**Exercise directions:** Write out the entries below exactly as they appear, from the line containing "Could you please outline every instance of the <item>canvas" through the line containing "<item>canvas boat cover</item>.", both of those lines included.

**Input rows:**
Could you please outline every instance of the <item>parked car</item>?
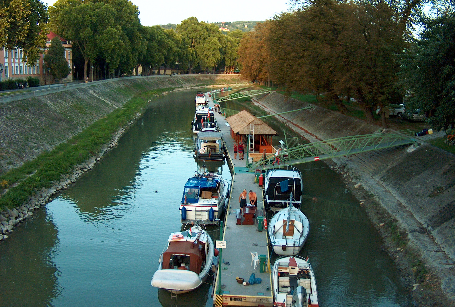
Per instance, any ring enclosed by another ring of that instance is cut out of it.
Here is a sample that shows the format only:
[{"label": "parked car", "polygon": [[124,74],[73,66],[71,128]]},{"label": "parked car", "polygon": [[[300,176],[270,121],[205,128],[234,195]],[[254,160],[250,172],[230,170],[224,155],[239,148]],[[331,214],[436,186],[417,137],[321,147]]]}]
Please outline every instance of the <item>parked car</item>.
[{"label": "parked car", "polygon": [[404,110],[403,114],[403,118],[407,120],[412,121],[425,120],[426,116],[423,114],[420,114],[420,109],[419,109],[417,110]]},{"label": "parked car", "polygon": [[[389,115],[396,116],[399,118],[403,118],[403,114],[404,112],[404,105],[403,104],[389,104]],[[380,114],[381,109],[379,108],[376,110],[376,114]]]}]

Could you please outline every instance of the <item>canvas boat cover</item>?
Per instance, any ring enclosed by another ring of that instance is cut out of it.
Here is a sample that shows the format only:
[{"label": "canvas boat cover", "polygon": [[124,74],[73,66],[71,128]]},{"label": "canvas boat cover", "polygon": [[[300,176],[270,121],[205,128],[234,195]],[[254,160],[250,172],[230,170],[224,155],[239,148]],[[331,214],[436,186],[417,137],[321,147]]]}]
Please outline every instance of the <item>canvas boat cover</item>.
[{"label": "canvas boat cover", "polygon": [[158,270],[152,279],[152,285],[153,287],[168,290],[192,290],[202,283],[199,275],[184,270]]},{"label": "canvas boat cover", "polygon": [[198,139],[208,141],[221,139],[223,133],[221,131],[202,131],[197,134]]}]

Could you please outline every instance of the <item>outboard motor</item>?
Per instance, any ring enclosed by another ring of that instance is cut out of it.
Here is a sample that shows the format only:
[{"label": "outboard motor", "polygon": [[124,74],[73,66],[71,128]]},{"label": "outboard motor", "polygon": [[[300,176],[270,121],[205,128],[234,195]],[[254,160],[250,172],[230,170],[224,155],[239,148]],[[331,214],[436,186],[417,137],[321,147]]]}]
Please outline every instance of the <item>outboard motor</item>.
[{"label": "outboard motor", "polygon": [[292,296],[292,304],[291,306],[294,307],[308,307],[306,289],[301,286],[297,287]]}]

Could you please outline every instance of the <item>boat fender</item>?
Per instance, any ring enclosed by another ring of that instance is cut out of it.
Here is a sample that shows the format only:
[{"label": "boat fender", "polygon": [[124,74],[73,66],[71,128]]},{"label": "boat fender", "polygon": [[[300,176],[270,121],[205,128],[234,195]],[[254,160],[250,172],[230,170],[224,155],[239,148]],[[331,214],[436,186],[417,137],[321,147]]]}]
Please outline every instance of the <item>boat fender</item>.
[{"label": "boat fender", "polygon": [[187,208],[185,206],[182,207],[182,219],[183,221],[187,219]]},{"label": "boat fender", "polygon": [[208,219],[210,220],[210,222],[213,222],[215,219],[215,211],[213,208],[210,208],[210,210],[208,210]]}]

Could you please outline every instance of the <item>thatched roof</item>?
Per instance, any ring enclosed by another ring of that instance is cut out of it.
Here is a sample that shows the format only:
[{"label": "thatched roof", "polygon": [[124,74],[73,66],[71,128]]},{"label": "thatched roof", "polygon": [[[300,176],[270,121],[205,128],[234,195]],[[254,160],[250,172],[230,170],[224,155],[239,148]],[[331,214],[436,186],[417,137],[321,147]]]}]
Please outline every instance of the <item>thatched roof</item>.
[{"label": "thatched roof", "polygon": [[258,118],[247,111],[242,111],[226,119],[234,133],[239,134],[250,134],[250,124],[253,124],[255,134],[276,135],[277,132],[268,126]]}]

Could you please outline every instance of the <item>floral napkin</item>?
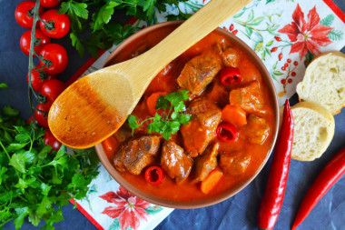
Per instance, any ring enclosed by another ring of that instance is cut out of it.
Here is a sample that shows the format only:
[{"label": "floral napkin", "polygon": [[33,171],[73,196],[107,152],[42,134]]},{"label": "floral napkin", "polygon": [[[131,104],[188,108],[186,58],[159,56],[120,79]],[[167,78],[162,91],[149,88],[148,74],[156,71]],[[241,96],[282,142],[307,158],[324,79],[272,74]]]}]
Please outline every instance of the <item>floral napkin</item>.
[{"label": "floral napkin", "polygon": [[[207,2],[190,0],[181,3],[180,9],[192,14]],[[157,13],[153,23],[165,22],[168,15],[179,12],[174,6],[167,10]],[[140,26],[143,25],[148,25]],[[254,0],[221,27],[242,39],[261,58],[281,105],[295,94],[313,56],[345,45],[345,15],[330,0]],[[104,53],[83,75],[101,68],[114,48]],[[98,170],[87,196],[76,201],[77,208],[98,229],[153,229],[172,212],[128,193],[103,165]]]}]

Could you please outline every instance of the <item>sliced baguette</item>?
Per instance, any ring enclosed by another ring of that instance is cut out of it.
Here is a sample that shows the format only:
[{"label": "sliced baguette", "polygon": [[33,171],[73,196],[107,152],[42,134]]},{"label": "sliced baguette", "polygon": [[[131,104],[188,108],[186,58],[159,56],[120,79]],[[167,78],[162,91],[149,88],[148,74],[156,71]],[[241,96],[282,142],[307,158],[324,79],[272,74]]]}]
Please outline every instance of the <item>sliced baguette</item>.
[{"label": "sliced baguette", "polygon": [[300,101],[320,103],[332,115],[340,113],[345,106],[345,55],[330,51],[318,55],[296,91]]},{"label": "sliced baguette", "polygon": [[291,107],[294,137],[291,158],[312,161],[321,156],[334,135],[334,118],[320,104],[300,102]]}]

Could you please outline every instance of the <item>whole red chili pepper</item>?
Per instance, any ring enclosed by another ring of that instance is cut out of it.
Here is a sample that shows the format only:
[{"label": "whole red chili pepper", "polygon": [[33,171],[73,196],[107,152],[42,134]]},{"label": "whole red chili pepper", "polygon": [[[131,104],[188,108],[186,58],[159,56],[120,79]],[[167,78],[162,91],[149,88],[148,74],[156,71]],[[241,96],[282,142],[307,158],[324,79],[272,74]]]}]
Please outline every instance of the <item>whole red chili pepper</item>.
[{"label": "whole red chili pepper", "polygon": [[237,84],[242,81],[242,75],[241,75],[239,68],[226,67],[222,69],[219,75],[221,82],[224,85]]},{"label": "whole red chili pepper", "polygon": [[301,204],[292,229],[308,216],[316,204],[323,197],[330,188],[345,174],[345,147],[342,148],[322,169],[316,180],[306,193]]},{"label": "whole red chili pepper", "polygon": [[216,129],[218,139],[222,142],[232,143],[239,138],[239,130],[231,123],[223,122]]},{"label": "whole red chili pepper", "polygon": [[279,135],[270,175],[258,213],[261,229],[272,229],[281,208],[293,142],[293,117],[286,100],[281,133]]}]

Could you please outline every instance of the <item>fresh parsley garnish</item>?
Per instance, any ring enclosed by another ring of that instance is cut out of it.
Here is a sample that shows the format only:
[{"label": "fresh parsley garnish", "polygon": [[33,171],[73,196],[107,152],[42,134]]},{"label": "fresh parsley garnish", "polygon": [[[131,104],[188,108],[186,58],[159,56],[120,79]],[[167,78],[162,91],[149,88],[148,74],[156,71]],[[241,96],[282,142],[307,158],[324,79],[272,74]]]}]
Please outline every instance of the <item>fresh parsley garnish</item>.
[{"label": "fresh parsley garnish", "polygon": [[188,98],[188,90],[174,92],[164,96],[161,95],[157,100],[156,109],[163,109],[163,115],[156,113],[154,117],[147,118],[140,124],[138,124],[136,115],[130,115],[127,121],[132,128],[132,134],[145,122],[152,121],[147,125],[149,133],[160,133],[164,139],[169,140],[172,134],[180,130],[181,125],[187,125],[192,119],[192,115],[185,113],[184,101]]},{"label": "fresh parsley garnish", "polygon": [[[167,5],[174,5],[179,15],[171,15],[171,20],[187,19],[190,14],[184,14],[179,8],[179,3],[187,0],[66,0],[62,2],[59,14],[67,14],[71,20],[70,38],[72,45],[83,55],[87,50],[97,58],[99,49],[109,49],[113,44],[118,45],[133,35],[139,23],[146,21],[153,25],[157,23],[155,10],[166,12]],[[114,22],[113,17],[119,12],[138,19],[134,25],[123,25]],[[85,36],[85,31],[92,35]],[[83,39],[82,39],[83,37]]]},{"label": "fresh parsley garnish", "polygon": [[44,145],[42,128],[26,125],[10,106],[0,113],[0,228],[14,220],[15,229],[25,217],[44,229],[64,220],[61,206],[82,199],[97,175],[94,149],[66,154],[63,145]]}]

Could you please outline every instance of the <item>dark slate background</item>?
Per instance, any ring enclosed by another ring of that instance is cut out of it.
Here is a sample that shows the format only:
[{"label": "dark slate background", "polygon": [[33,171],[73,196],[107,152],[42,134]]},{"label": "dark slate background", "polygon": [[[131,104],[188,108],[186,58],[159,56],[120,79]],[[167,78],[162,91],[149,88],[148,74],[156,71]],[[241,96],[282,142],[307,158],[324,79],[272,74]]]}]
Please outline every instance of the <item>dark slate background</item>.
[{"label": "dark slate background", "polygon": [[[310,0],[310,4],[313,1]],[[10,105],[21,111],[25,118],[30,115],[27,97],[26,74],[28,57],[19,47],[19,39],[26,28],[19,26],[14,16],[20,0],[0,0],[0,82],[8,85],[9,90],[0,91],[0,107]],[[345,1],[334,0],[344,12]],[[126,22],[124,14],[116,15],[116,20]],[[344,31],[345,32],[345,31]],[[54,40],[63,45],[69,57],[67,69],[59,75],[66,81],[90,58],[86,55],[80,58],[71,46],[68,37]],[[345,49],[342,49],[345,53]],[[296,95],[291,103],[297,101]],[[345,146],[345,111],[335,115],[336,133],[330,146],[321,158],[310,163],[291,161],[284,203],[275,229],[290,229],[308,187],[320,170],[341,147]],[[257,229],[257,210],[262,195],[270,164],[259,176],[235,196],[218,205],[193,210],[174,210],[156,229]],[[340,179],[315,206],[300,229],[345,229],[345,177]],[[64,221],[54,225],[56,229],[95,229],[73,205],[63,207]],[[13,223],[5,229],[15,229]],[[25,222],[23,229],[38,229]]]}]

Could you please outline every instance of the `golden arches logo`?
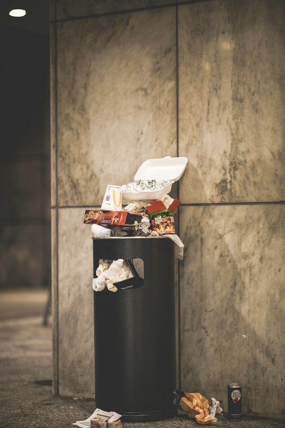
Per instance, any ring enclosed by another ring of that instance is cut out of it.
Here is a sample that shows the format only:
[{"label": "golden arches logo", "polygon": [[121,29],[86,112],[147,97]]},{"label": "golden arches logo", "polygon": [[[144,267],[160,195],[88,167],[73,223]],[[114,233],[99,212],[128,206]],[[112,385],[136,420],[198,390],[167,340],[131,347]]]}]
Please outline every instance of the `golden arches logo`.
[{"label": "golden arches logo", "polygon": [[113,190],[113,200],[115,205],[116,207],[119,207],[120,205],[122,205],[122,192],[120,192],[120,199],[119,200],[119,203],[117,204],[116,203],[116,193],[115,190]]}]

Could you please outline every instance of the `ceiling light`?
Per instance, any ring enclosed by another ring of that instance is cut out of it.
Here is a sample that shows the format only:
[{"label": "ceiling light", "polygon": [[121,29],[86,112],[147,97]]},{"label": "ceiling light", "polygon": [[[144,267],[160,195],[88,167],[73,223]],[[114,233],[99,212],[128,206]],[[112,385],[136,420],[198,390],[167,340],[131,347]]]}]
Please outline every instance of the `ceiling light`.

**Completed task:**
Could you please outline every instance of the <item>canvas boat cover</item>?
Per instance, any ring enclosed by another ring of that instance is cut out of it.
Here is a sample that shows the format only:
[{"label": "canvas boat cover", "polygon": [[124,74],[73,66],[71,128]]},{"label": "canvas boat cover", "polygon": [[[300,176],[270,121],[205,128],[234,195]],[[254,160],[250,172],[230,170],[224,155],[239,148]],[[331,214],[436,186],[417,137],[321,147]]]}]
Please outline every instance of the <item>canvas boat cover</item>.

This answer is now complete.